List every line of the material below that contains the string "each". Case counts.

═════ Supplied records ═════

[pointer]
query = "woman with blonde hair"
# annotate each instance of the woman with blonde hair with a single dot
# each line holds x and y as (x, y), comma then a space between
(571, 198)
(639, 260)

═════

■ **Expected answer**:
# annotate each instance of the woman with blonde hair with a single dot
# each line holds x and y as (x, y), comma then a space between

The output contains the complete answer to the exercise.